:: Your instructions ::
Write out the listing below from the line containing "Definition first: for each instance of the green grass, the" to its last line, unaltered, ends included.

:: Provided data ::
▬▬▬▬▬▬
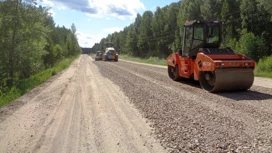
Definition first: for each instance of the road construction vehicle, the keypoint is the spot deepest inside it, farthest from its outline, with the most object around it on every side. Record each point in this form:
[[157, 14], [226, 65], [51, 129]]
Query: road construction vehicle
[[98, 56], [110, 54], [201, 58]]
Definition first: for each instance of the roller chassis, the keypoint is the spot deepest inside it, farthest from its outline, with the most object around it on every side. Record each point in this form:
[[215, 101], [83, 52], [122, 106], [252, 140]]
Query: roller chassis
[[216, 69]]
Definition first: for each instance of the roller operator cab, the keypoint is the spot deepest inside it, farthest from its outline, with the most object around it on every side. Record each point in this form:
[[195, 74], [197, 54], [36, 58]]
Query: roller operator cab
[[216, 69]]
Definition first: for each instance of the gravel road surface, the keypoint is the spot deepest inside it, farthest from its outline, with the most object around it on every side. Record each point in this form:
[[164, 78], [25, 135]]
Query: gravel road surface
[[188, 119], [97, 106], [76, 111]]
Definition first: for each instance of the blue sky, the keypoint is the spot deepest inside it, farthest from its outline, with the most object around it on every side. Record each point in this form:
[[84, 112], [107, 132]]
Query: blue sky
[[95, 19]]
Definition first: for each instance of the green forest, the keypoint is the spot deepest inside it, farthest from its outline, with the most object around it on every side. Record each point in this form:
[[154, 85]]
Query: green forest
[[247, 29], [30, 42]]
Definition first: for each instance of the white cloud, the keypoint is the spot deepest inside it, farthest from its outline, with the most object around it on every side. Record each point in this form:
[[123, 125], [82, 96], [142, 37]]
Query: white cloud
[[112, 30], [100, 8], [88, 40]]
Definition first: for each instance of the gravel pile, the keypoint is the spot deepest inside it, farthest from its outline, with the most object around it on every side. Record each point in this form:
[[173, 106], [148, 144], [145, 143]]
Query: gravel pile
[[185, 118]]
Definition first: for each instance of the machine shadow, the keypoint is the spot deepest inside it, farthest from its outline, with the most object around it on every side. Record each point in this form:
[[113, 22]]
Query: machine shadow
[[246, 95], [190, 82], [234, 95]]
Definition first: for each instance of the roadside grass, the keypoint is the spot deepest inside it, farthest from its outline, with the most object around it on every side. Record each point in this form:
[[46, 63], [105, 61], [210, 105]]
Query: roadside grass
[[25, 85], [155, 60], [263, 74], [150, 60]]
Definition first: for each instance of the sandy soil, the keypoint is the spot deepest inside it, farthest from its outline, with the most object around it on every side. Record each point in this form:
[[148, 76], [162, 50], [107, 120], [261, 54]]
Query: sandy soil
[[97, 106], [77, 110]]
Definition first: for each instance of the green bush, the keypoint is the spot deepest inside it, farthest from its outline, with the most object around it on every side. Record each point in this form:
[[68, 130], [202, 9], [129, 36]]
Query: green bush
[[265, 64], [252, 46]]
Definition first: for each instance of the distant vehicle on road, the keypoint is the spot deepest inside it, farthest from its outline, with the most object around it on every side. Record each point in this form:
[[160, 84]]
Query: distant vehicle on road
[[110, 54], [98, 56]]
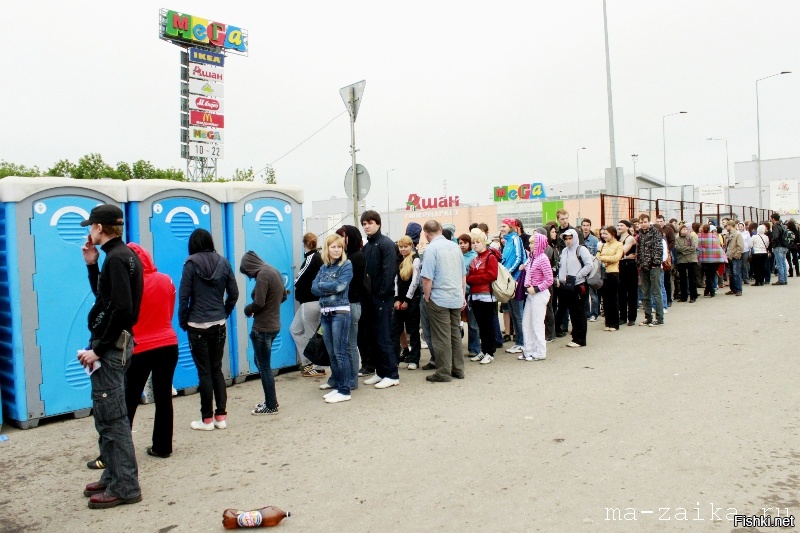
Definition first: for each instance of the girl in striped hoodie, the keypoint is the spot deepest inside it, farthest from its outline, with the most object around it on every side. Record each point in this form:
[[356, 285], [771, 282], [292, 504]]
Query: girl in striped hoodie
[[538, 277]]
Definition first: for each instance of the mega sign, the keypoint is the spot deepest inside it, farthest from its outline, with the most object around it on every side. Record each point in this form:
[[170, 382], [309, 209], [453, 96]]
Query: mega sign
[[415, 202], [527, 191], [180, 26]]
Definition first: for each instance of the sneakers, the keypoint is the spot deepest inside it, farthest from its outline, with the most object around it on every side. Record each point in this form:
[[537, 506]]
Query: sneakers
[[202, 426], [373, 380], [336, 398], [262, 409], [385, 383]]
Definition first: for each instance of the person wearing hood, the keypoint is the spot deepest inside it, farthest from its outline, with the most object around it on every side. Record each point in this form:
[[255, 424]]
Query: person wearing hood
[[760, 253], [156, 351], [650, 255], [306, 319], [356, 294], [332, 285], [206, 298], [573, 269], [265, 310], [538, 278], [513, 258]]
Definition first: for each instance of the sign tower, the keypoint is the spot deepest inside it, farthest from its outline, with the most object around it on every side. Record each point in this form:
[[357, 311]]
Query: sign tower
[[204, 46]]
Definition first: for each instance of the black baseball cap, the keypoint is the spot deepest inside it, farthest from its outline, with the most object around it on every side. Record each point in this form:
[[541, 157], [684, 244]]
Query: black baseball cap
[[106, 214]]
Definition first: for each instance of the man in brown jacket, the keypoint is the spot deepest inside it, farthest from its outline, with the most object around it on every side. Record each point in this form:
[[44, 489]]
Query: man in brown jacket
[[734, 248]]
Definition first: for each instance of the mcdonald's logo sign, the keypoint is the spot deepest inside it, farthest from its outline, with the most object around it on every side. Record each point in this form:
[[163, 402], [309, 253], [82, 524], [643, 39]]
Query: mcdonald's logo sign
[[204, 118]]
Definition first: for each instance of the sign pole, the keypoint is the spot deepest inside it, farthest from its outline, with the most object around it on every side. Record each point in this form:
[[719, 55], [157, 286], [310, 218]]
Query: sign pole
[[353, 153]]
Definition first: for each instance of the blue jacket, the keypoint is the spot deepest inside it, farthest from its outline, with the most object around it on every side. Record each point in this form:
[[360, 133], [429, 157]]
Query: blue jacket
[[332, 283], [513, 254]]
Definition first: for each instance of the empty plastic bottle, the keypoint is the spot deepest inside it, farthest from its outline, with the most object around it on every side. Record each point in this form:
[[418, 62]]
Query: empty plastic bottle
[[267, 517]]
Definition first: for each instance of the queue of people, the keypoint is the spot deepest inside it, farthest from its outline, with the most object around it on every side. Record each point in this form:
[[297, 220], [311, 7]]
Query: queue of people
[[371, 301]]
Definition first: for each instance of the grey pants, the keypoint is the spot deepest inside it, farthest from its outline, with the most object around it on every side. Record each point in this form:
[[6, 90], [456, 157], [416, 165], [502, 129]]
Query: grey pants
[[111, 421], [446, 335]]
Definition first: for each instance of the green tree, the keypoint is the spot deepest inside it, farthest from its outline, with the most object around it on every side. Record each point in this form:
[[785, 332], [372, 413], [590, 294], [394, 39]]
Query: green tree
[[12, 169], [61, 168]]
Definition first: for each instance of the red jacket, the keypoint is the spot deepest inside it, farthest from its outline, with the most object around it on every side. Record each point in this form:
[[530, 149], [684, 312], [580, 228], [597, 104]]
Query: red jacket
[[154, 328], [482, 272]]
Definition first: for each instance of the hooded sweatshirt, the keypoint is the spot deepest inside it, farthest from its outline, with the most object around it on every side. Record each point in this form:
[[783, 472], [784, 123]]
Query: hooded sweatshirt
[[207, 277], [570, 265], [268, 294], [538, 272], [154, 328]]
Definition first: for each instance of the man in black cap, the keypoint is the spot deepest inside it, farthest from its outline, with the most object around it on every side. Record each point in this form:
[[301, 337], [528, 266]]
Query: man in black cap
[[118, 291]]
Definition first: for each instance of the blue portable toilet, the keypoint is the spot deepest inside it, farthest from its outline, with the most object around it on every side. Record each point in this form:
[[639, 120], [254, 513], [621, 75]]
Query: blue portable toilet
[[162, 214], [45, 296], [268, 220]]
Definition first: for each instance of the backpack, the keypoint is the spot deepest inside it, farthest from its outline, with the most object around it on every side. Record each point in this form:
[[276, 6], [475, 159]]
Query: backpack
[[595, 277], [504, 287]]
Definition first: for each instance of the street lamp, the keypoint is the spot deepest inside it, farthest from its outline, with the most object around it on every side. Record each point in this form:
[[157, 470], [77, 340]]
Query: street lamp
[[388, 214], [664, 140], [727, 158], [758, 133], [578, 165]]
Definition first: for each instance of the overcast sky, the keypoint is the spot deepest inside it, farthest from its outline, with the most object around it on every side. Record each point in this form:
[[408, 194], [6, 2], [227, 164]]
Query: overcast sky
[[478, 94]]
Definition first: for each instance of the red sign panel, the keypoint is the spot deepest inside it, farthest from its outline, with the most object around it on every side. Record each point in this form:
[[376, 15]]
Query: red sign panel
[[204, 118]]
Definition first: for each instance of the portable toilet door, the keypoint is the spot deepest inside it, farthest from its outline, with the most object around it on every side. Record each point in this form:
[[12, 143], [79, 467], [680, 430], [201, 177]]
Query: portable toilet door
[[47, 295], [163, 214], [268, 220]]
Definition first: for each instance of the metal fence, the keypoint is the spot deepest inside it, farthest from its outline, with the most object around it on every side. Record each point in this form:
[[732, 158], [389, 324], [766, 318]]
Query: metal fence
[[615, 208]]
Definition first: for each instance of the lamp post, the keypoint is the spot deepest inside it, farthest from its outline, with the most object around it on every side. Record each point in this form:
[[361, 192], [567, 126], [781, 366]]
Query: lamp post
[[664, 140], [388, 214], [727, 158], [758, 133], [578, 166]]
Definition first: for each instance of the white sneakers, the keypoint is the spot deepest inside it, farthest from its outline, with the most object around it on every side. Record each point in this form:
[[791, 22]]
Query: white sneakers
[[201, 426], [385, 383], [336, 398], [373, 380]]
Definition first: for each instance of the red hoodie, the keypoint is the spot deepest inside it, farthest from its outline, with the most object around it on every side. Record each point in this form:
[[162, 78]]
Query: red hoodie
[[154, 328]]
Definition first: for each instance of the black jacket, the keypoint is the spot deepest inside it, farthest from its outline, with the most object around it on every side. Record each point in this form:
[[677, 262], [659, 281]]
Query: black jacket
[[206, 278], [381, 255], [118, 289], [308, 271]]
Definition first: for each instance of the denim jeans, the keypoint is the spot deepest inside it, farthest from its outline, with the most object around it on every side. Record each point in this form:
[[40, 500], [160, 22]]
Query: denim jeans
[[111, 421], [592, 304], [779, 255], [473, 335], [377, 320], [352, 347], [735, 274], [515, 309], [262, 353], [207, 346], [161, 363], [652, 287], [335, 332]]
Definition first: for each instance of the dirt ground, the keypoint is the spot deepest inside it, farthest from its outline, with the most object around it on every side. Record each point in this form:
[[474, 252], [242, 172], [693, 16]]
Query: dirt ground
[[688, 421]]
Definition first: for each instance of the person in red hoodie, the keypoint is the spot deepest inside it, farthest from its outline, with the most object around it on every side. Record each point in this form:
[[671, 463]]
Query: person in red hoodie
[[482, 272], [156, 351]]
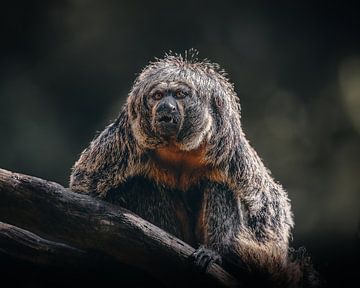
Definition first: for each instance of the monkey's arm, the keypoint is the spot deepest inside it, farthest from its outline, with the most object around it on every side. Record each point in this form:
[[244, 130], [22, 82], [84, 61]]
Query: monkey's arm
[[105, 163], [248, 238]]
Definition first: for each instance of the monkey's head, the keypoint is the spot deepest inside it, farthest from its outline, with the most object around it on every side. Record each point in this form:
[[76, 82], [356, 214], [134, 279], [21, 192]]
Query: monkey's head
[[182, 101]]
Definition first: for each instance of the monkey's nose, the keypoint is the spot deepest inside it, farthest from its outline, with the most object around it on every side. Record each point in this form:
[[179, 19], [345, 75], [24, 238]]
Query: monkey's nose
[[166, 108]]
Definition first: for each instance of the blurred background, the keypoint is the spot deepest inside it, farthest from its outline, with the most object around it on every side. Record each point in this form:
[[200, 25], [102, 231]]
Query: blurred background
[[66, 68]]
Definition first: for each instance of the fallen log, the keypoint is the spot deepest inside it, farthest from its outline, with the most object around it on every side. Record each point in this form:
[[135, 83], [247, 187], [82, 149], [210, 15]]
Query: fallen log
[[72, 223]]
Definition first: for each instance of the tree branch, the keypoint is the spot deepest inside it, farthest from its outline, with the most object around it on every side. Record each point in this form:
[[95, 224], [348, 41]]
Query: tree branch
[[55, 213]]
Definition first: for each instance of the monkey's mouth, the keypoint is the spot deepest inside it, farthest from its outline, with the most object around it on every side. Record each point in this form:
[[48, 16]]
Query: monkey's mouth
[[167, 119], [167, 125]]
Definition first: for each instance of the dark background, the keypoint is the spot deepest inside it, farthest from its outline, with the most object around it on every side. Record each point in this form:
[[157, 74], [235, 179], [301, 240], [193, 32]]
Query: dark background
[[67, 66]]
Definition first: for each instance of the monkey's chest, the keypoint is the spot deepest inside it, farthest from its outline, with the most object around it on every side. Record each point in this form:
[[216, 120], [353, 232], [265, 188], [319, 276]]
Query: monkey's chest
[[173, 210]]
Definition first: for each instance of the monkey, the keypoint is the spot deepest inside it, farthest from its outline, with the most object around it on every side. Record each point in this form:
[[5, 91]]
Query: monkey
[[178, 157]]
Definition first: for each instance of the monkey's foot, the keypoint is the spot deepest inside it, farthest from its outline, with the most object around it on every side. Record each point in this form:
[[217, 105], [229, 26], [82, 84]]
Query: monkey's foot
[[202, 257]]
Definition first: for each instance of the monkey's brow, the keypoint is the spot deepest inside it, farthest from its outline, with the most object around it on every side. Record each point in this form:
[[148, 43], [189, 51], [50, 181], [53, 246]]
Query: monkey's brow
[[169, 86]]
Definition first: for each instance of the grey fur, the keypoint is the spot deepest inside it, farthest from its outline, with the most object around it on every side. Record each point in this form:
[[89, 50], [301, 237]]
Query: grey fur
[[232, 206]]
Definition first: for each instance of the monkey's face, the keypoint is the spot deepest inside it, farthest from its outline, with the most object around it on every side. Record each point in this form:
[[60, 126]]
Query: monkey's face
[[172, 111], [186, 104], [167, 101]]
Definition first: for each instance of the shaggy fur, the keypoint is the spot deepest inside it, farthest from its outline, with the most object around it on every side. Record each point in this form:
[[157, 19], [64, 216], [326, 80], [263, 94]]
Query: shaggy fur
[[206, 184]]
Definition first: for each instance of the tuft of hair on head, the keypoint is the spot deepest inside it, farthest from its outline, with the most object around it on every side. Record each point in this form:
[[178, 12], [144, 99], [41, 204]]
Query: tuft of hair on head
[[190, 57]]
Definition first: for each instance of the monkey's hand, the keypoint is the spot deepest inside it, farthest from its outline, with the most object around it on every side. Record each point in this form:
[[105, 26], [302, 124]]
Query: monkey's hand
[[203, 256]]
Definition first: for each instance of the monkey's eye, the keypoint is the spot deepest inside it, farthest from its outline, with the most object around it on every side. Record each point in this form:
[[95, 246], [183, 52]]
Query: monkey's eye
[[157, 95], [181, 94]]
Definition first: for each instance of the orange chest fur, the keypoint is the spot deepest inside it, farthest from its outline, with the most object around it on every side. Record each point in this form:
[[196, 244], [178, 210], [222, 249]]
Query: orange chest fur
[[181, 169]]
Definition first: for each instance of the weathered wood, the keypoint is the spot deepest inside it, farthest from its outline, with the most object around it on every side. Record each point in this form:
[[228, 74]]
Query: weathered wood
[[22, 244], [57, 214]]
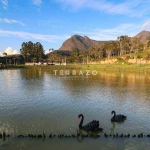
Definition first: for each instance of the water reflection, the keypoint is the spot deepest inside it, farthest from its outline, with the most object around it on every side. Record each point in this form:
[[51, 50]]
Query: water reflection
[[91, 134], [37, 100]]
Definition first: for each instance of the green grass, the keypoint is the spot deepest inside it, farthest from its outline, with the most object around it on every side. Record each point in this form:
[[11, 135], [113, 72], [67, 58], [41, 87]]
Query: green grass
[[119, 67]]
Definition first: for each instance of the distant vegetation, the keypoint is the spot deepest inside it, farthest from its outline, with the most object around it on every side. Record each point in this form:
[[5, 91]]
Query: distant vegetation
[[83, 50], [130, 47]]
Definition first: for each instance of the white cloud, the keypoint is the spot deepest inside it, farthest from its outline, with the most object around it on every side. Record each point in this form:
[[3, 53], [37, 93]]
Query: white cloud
▬▬▬▬▬▬
:: Answer to this problem ::
Definition first: for each instance of the green grass, the keypoint is the spot deepest inside it, farthest from its outline, with the most object around it on every side. Record each point in this form:
[[11, 135], [113, 72], [67, 58], [41, 87]]
Query: green grass
[[119, 67]]
Definition first: for each instance of the distant vegetation, the keypoint is the spot deepest inside it, farthest from its outline, with the most object around it on every side. Record each point in this form:
[[5, 91]]
Query: distant vegetation
[[83, 50], [130, 47]]
Definition first: for each instance of the white cloud, the keypoint is the spot deepest inside it, farthest from its outline, with the most object around it on every side. Record each point in this form:
[[3, 53], [37, 93]]
Query: white cloud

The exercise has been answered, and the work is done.